▶ 課題の条件: 抜粋文の「作品に登場する女の子は」で始まる段落を、主な事実を残して箇条書きにまとめてください。

▶ 抜粋文:
....

HOME > 日々雑感:よくわからないこと?! > アート > 【Crossroad誌:掲載記事】『金曜日の装い』(大久保如彌)(2011年9月号)
日本語と中国語のバイリンガル・マガジン『Crossroad誌』9月号に以下の記事が巻頭エッセーとして掲載されましたのでご紹介させていただきます。
毎 月このような形で同誌の『巻頭エッセー』として、日本の若手アーティストを紹介する記事を書かせていただいております。同誌は、中国の華南地方(主として 広東省と香港)を中心に、ビジネス情報を主体としてはいますが、文化や芸術等様々な情報を発信している雑誌です。編集部は、現在夏季ユニバーシアードが開 催されている広東省・深圳市にあります。
作品タイトル:
『金曜日の装い』
コメント:
「金曜日の装い」という作品だ。女の子の背を向けた姿が鏡に映っているようだが、もう「装い」は終わったのだろうか?金曜日ということは、これからディナーにでも出かけるのだろうか?
鏡に映っている女の子の姿のようだが、その青色だけの背景をみると何か非現実の姿・世界を描いたかようでもある。これは、鏡に映った女の子の方が「虚」ではなく、むしろ「実」の姿であるかのような印象も受ける。あるいは、花柄の枠の内側から女の子が姿をのぞかせたかのようでもあり、手を差し伸べれば女の子に届いてしまいそうな気もする。
鮮やかな色彩で彩られた世界のなかに、またそれが鮮やかであればあるほど、奇妙な異次元空間が存在を意識させられ、うっかりするとその空間の中に引きずり込まれてしまいそうな気がする。
作家は、「他者との繊細な関係性」をテーマとしているそうだ。また、今回の「装う」ということは、化粧とも通じるものだが、他者と対峙すると同時に、自分自身とも対峙することだろう。それが、自分自身を隠すことであるのか、あるいは(ある部分を)より強調しようということであるのか?他者と協調しようというのか?あるいは他者と対峙しようというのか?はたまた、それによってどうなるかではなく、その過程そのものが重要であるのか?
作品に登場する女の子は、全て作家自身を描いたものだそうで、作家自身がポーズをとり写真に収め、それを画面に再生していくのだそうだ。この個展のオープニングで、作者はこの作品と同じ服装で登場したそうだ。そのような製作過程を通じて作家が自身のテーマと対峙していることが、作品を通して様々なストーリー(イメージ)が感じられる所以だろう。

....

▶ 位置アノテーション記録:

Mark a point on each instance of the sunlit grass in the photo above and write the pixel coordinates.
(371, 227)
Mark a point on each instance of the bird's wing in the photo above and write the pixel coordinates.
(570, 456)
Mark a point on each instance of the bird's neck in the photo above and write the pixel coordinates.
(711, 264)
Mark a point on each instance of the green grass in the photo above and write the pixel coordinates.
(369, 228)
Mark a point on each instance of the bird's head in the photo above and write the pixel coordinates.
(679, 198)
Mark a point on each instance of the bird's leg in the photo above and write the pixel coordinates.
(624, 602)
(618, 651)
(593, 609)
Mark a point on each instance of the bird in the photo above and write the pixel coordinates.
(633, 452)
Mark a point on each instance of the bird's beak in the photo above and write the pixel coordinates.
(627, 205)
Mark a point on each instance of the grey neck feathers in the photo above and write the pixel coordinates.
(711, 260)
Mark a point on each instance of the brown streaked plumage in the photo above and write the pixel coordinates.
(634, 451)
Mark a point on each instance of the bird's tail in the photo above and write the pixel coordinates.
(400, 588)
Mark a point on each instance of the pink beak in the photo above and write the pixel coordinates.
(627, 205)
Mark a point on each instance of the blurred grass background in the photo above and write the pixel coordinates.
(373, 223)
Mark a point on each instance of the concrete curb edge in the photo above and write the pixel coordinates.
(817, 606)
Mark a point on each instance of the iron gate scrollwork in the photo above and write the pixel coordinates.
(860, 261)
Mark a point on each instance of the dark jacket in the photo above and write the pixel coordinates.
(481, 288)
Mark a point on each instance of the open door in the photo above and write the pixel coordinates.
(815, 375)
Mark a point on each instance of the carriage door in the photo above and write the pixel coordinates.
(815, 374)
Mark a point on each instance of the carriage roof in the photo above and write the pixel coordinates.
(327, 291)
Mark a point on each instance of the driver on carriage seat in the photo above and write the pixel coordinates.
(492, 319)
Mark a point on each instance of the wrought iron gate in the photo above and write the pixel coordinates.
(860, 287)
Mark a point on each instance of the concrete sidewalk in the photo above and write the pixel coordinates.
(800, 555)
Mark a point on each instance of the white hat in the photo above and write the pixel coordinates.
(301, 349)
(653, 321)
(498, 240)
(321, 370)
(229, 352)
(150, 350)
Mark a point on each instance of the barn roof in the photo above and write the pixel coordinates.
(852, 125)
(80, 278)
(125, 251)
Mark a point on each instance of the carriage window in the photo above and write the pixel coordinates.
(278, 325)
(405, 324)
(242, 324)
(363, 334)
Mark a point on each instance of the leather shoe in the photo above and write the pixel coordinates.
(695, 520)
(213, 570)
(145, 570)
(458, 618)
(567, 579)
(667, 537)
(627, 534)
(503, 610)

....

▶ この課題の解答:
- 作品に登場する女の子は、すべて作家自身を描いたものである。
- 作家自身がポーズをとって写真に収め、それを画面に再生していく。
- 個展のオープニングで、作者はこの作品と同じ服装で登場した。
- その製作過程を通じて作家が自身のテーマと対峙していることが、作品から様々なストーリー(イメージ)が感じられる理由だと考えられる。